** Start of DOCUMENT SEGMENT **
Monday, February 28, 2011

February Hike

What a beautiful cold day. Hints of spring in the air...whispers of green starting to grow.

Sunday, February 27, 2011

The Importance of Growing Up

There's been much discussion this week around here about gray hair; specifically, mine. While we were talking to some friends at the nursing home, we mentioned Leah's upcoming birthday and how "old" I felt that my baby was going to be 7. Delaney piped right up, "Yeah, mom has gray hair! She colors her hair!" - loud enough that the entire hall could hear. Children are the Lord's way of uncovering your last lingering shreds of vanity, I do believe.

Later in the week, the topic came up again. Delaney said I looked young (I think it was when I was dressed to go to the Y with them?) and that I should keep coloring my hair. I said that I would stop sometime -- I hadn't really decided when -- and that all the gray would be there in its full glory. D is now on a mission to decide what the exact right year is that I should begin to look like an "old woman".

I don't really know when I'll let it go; honestly, I don't care much. As my good friend Dellie once taught me: "it's just hair." What I do want is the maturity, the wisdom, the patience, the deeper love that the Lord gives those who continue to walk in His way for years and years, those whom are easy to spot: gray hair, big smiles, and open arms.

"Gray hair is a crown of splendor; it is attained in the way of righteousness." (Prov. 16:31)

Wednesday, February 23, 2011

Their Cunning Ways

So, the more my kids understand me, the better they get at manipulating me. They may, in fact, be getting close to knowing me better than I know myself. I must stay on my toes.

Let's say that it is late afternoon and they want to watch a DVD or show of some sort. The strategies:

Levi's method: "Mom, I practiced my piano and all the chores are done. Jesse and I just got an extra tub of corn brought in. Can I help you with supper? (Me: no, but thank you!) Well, do you think we could all watch a short DVD?
** End of DOCUMENT SEGMENT **
** Start of EXTRACTED ENTRIES **
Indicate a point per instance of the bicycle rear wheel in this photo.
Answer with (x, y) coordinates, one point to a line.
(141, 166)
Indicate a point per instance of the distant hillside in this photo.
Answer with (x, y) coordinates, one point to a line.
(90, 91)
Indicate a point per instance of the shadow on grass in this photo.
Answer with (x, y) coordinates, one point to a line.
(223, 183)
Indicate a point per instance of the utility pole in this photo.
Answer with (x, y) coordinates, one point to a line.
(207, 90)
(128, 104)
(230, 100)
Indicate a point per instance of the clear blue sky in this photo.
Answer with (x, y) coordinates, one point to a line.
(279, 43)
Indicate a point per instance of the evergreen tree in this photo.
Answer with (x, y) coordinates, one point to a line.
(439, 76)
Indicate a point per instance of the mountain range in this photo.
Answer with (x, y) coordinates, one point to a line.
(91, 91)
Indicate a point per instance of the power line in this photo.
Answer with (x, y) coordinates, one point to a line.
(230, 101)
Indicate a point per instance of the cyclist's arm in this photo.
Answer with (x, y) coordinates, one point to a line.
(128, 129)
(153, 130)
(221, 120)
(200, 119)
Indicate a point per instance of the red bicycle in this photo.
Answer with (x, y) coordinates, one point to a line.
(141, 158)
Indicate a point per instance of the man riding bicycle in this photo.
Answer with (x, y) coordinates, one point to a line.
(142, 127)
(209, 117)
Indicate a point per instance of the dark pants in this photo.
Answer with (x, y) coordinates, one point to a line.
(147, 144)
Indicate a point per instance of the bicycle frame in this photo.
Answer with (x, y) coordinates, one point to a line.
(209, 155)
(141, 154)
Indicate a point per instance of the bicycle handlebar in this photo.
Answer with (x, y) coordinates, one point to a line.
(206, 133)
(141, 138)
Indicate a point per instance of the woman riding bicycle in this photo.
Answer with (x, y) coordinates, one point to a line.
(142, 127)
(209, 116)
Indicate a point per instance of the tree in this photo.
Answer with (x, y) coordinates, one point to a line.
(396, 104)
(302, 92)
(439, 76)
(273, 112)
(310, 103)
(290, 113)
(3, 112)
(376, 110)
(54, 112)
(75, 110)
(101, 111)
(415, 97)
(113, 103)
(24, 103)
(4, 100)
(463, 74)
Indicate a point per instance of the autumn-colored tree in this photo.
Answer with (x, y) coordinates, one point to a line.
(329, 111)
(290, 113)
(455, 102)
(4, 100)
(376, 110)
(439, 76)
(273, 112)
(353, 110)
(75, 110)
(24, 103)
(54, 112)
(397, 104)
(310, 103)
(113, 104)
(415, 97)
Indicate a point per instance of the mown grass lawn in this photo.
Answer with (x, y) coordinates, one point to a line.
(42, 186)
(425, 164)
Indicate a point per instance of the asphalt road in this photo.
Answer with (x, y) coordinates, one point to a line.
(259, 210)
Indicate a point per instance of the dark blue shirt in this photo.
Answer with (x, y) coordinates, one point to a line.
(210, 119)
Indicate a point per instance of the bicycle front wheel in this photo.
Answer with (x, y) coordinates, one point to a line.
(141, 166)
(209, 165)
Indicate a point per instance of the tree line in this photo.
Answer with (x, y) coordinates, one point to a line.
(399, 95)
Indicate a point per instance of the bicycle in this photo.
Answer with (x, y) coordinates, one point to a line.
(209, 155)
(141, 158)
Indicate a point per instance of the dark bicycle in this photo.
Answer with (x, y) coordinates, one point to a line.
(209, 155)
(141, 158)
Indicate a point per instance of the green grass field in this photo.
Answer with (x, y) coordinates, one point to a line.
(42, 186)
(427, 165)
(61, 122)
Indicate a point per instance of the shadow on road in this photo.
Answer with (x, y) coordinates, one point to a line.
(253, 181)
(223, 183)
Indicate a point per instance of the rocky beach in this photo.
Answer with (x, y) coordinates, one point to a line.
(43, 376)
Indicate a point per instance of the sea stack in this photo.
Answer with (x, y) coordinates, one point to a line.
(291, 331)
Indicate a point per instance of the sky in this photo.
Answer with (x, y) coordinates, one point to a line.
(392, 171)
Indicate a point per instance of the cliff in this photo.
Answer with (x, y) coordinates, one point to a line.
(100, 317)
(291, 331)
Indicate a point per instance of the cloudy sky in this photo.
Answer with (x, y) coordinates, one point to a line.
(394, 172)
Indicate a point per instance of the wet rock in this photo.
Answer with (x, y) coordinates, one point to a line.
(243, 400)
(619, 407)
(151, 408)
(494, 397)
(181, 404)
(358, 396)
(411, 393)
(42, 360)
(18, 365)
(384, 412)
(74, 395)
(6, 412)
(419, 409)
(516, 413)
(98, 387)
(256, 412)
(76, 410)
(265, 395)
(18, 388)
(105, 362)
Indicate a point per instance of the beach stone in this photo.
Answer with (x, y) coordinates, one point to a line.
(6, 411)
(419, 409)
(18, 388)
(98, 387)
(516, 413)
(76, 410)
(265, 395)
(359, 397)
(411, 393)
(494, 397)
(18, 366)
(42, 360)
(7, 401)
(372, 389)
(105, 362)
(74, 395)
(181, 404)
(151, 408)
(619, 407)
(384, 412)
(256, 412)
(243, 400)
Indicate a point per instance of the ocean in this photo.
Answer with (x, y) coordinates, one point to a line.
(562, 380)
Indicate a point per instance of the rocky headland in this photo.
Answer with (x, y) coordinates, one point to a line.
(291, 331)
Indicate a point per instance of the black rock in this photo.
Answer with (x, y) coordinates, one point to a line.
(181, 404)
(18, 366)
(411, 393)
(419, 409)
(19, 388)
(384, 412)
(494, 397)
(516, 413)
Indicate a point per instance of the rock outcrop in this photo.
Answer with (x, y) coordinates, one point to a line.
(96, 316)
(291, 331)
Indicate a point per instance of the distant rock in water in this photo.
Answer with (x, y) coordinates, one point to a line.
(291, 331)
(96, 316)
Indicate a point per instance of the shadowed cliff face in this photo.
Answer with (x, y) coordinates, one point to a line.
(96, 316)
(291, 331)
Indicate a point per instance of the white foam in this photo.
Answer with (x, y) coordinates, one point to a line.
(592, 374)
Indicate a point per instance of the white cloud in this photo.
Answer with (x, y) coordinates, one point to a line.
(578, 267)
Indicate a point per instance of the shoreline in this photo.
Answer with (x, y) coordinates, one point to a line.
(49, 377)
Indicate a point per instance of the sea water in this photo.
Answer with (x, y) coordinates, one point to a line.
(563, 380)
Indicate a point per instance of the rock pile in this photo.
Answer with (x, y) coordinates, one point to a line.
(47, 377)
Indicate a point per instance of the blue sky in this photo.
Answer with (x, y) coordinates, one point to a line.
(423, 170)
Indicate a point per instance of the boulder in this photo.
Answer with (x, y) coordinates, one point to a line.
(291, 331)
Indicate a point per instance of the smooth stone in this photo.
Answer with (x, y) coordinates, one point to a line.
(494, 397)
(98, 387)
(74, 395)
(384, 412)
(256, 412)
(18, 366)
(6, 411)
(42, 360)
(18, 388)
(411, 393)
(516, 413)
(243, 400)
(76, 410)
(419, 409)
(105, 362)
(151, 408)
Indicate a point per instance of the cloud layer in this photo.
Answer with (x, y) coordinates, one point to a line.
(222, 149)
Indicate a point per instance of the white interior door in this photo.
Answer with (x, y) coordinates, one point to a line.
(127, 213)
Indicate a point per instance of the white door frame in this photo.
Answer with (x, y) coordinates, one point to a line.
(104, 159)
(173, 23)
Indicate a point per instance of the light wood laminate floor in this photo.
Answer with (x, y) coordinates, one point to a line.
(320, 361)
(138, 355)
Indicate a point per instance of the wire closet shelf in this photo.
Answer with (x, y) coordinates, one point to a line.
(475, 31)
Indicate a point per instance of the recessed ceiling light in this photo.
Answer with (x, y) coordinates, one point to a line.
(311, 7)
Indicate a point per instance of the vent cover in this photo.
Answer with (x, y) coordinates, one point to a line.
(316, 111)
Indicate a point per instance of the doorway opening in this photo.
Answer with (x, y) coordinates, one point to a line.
** End of EXTRACTED ENTRIES **
§ **PROBLEMS TO WORK ON**
1. Please repeat the stretch of the blog excerpt from "Their Cunning Ways" through "a short DVD?", substituting "movie" for "DVD".
2. In the blog excerpt, what age was Leah about to turn?
The listing plays no role here.

§ **TASK-BY-TASK SOLUTIONS**
1.
Their Cunning Ways

So, the more my kids understand me, the better they get at manipulating me. They may, in fact, be getting close to knowing me better than I know myself. I must stay on my toes.

Let's say that it is late afternoon and they want to watch a movie or show of some sort. The strategies:

Levi's method: "Mom, I practiced my piano and all the chores are done. Jesse and I just got an extra tub of corn brought in. Can I help you with supper? (Me: no, but thank you!) Well, do you think we could all watch a short movie?

2. 7